Output the data as a Markdown table, starting with the line that contains "Your task is to locate every instance of forehead" and running through the last line of the data, both ends included. Use the columns Row and Line, number each row, and leave out blank lines.

** Start GIVEN INFORMATION **

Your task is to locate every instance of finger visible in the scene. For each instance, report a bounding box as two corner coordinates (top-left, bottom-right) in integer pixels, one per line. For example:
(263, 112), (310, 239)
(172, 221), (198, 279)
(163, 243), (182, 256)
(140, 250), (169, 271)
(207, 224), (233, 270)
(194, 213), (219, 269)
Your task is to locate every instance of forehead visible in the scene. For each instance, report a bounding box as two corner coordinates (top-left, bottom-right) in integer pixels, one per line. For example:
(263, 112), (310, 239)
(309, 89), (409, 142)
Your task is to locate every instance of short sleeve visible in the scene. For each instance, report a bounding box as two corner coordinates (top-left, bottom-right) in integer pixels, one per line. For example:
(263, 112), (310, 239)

** End GIVEN INFORMATION **

EXERCISE RESULT:
| Row | Line |
|---|---|
| 1 | Your task is to locate every instance of forehead visible in the scene. For each instance, report a bounding box as two corner coordinates (top-left, bottom-right) in integer pixels, one per line. For example: |
| 2 | (263, 112), (310, 239) |
| 3 | (309, 89), (409, 142) |
| 4 | Your task is to locate every instance of short sleeve visible in the scene. For each instance, report a bounding box as two corner coordinates (top-left, bottom-right) in integer pixels, one per line. For example: |
| 5 | (263, 112), (310, 239) |